▶ **Task to complete**:
Answer these questions about the text on form and expression:
1. In which kind of design does the text call the gap specific and somewhat paradoxical?
2. Besides the craftsperson, which two makers does it say must take on the challenge of bridging these gaps?
3. What kind of things does the last paragraph say we are dealing with?

:: Document excerpt

There is always a certain gap between form as definition, the way in which material builds a thing, and expression as that which displays a thing in concreto. In textile design this gap is rather specific and to some extent paradoxical in nature.

We define (design) a ‘traditional’ house, car, chair, table and then we build it. There is a gap between the abstract form, as a definition, and the concrete gestalt of the house, the car, the chair, the table. Being able to define doesn’t necessarily mean you can build it, it doesn’t necessarily mean you understand and can master possible relevant means of expression.

It is not only that there is a gap between the abstract (form) and the concrete (expression), but there is also a gap between different sets of skills and practices. It is a challenge to bridge these gaps, yet nevertheless, in many cases, something you need to be able to do. The painter, the composer, must take on such a challenge in different ways, and the same goes for the craftsperson who designs and builds the chair. To build a house or a car is a different story and there the gap is certainly very present.

In all these cases it is rather clear what we mean when we say that the actual house, the actual car and so on, express (display) a form (a definition), the gestalt of the house, the car. It is also rather clear what we mean when we talk about the expressiveness of the materials that build the house, the car and so on. The difference between form, the way in which material builds the house, the car, and expression, that which displays the house, the car, is quite clear. There is a gap that is clear by nature in some non-trivial sense. We are dealing here with solid things.

::::
:: Record extracts

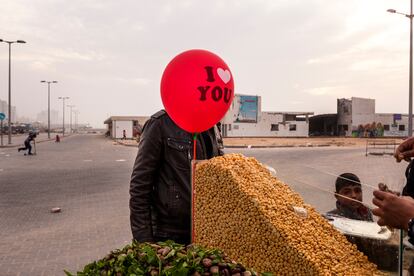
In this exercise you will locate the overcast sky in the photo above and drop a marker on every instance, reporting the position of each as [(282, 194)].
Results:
[(108, 56)]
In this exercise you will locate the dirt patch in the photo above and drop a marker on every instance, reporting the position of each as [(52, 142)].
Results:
[(303, 142)]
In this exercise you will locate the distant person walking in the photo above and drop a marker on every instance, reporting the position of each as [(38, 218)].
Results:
[(27, 145)]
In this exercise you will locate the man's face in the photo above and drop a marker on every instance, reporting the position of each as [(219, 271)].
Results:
[(354, 192)]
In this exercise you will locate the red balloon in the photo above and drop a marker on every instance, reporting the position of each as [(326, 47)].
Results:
[(197, 90)]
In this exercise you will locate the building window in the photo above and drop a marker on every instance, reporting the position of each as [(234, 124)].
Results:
[(274, 127)]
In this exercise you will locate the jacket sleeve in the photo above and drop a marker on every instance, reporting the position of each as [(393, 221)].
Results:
[(142, 181), (219, 140)]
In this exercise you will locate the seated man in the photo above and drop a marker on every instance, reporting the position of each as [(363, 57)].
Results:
[(349, 195)]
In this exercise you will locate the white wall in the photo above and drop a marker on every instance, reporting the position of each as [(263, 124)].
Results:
[(388, 119), (119, 126), (363, 111), (264, 126)]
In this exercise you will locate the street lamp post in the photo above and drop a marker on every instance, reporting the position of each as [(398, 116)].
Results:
[(410, 87), (48, 105), (63, 100), (76, 119), (71, 106), (10, 43)]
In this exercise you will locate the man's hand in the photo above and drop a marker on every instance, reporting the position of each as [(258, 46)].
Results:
[(405, 150), (393, 211)]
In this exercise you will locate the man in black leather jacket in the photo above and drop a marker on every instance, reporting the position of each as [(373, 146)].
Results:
[(160, 202)]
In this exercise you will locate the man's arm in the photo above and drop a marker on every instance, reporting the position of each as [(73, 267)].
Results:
[(392, 210), (142, 180)]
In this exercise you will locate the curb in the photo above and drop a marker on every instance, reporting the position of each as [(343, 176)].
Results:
[(38, 142), (277, 146)]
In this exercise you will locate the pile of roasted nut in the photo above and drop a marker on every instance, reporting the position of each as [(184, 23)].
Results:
[(259, 221)]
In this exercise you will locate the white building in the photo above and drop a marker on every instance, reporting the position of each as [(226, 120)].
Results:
[(54, 117), (131, 124), (245, 119), (357, 117), (4, 108)]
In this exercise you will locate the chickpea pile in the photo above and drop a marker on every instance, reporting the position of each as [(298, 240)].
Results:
[(245, 211)]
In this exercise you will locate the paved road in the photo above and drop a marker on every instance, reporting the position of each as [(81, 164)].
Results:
[(18, 140), (88, 177)]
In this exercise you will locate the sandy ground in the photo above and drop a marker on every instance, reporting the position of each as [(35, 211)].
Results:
[(308, 141), (298, 142)]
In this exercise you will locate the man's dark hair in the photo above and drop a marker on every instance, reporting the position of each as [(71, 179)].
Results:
[(346, 179)]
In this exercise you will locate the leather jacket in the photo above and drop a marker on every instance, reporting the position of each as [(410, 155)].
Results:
[(160, 189)]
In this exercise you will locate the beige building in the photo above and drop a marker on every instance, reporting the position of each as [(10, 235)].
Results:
[(357, 117), (131, 124), (245, 119)]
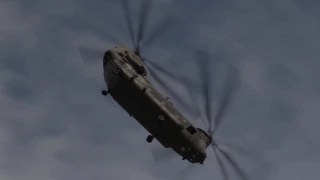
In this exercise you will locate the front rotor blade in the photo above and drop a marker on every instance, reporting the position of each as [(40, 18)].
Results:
[(180, 100), (126, 11), (222, 167), (234, 164), (142, 21), (90, 55), (203, 65), (227, 97)]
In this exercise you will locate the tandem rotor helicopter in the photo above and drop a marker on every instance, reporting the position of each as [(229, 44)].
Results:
[(125, 74)]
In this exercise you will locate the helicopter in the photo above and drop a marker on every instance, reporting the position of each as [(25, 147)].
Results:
[(126, 74)]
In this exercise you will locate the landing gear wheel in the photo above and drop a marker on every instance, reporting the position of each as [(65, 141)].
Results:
[(149, 139), (104, 92)]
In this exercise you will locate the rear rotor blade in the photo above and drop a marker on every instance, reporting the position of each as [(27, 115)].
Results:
[(162, 26), (228, 94), (90, 55), (142, 21), (126, 11), (234, 164), (203, 65), (221, 165)]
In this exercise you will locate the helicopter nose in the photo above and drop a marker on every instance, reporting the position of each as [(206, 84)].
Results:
[(200, 157)]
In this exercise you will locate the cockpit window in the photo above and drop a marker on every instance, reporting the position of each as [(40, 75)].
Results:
[(191, 130)]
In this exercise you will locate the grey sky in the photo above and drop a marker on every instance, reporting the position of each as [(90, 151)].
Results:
[(54, 124)]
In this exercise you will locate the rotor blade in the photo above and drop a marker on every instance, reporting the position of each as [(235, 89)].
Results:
[(203, 65), (233, 164), (160, 27), (90, 55), (222, 167), (126, 12), (162, 154), (180, 100), (228, 93), (142, 20)]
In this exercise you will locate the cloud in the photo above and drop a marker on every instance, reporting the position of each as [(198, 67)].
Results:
[(55, 124)]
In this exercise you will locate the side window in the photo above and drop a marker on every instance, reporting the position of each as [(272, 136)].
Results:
[(191, 130)]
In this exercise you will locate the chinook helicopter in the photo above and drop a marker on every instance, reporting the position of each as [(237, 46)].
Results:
[(126, 74)]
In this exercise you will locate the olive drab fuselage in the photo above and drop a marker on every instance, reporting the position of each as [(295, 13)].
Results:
[(125, 76)]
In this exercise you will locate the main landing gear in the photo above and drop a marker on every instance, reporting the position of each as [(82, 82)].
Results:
[(104, 92), (150, 139)]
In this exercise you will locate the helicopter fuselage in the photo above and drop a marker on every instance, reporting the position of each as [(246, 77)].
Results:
[(125, 76)]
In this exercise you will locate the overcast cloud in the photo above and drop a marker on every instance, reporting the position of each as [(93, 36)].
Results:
[(54, 124)]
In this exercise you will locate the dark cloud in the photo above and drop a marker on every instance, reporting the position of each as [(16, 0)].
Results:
[(54, 124)]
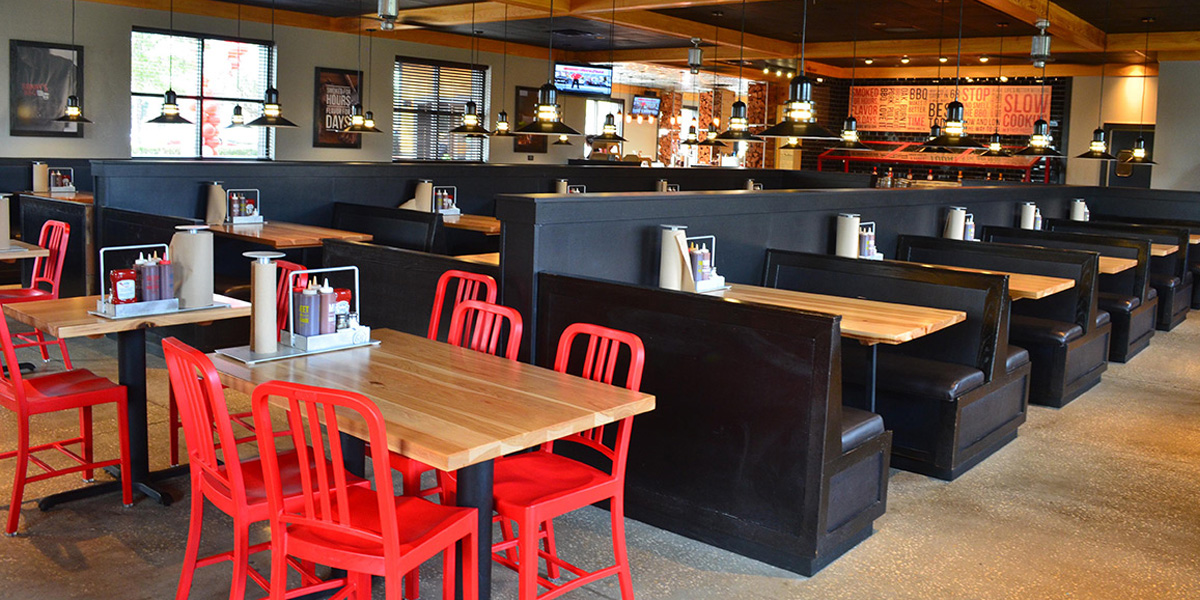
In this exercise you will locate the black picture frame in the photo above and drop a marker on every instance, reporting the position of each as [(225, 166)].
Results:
[(336, 90), (41, 76), (526, 112)]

::::

▶ **Answer in full**:
1. Textile design.
2. The painter and the composer.
3. Solid things.